[DATASET ENTRIES — start]

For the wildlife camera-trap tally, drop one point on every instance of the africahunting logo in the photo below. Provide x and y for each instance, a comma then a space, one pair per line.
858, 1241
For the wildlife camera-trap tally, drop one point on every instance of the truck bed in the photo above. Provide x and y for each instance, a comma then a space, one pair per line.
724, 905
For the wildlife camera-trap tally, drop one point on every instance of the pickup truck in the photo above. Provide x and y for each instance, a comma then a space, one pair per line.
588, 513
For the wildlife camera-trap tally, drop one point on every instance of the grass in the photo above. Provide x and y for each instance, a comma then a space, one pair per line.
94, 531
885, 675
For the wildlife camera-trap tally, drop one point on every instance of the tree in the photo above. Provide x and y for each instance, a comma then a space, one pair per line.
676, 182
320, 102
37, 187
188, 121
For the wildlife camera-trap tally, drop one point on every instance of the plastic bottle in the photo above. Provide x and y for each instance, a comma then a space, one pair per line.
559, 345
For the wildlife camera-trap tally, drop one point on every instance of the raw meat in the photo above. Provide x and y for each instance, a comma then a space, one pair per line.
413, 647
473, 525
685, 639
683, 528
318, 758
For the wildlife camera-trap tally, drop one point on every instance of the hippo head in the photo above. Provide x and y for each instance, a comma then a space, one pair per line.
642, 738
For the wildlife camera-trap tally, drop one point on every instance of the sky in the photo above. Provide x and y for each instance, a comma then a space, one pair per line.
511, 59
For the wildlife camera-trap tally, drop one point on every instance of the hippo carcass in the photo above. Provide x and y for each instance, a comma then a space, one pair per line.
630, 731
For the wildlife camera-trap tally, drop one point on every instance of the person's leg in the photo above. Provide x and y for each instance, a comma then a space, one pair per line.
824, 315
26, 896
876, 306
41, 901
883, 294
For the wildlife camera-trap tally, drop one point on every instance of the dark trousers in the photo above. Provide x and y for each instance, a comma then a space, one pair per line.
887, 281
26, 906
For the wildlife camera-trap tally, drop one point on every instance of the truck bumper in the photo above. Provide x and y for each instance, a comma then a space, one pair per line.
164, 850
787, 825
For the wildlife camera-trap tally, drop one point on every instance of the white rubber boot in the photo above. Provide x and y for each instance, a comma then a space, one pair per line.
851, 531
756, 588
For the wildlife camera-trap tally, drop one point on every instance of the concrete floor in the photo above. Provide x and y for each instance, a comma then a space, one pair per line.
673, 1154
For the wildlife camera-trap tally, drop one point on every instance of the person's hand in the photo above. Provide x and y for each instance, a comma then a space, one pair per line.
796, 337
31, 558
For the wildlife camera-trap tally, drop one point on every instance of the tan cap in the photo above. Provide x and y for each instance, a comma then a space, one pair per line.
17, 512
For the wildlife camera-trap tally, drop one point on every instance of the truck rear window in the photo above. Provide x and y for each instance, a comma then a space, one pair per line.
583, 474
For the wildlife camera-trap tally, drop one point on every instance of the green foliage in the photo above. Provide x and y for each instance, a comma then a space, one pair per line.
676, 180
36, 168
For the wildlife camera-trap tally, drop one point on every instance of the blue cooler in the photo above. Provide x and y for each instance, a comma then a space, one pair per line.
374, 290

[DATASET ENTRIES — finish]

» **TASK STATEMENT**
Would you set down all of the entries again, word for word?

» **RESPONSE TO THE TASK**
For the wildlife camera-trap tally, drop one point on every instance of the africahunting logo in the photo below. Provide x and y for each instance, a comma then a space, one pair per line.
858, 1241
For the wildlife camera-trap tally, drop one point on every instance of the truck bed in the photo above. Provide x and y for each instance, a comma then a space, one pair per line.
724, 905
For the wildlife camera-trap tally, drop one point on every instance of the pickup truck in the photo above. Provide x and y for each instance, a comma then a space, one pair per line.
588, 513
For the wildlife camera-trap tally, drop one point on every instance of the grass in the photo above. Provide x and y for each instance, a comma then a space, one pair per line.
94, 531
885, 675
For the wildlife camera-trap tally, drop one point on every instance of the tree in the photo above. Provide x and y for each instance, a comma then a space, one pair per line.
676, 182
320, 102
37, 187
188, 121
For the wildlife camera-trap tally, drop one point on every instance of the plastic bottle in the photo above. Provide x and y for each instance, a comma then a space, one pair per line.
559, 345
For the wildlife camera-trap tally, drop one point on every instance of the raw meat in the photo above. Provide x and y for each instance, a comma then a space, one pair per line.
413, 647
473, 525
685, 639
683, 528
318, 758
For the wildlife camera-trap tally, drop one point on every instance of the hippo head in the photo above. Provide x and y for each instance, a comma then a space, one pair per line.
642, 738
For the wildlife camera-trap tally, drop one point on every instance of the sky in the photo above. Provide x and y for each instance, a comma then a space, one pair per line.
511, 59
For the wildlife camera-trap tally, drop one point on every instance of the hippo carcass in the photo above. Provide x and y for each instance, a comma then a space, one pair per line.
630, 731
For the wildlife camera-trap tally, drop one point on every instance of the person's leg in the photo above. Provide x and y for each instance, a comma then a space, one pair per line.
824, 315
26, 896
876, 306
41, 901
883, 294
For the wildlife camera-trap tally, drop one point on every instance of the dark trousers in the photo above. Provide x and y for each instance, a comma then a space, one pair per line.
887, 281
26, 906
For the wildlife camera-trap tally, drop one point on every instance of the truck bumper in the photo above. Provide x and y for each instance, a comma then a space, one pair per line.
164, 850
787, 825
For the wildlife camera-trap tally, drop one point on every instance of the white rubber boot in the photo above. Provide x and y for each instance, a comma then a space, one pair per line.
851, 531
756, 588
For the wildlife camera-trap tally, drop one point on every instance of the concrete floor in the photo above. Provide x and y for each instance, a comma then a space, one pair per line.
673, 1154
For the wildlife camera-trap tally, drop one point on every instance of the person's hand in the photo above. Provide x and y for each instance, a comma then a space, one pair per line.
796, 337
31, 558
For the wildlife camera-trap tally, drop one point on every instance of the tan cap in the photo above. Provide x and y for each instance, a comma then a space, one pair per line.
17, 512
For the wildlife camera-trap tally, drop one point on every instance of the truck rear window in the photo above. Provide x and y for each instance, a comma then a space, one pair per line.
583, 474
For the wildlife camera-trap tally, drop one point on every instance of the green foliage in the photo above. Provide x and y for each instance, a comma then a space, one pair per line.
676, 180
36, 168
For the wildlife camera-trap tally, drop one point on every instance of the blue cooler in the photo above. Provide x and y for each instance, a comma then a space, one pair per line.
374, 290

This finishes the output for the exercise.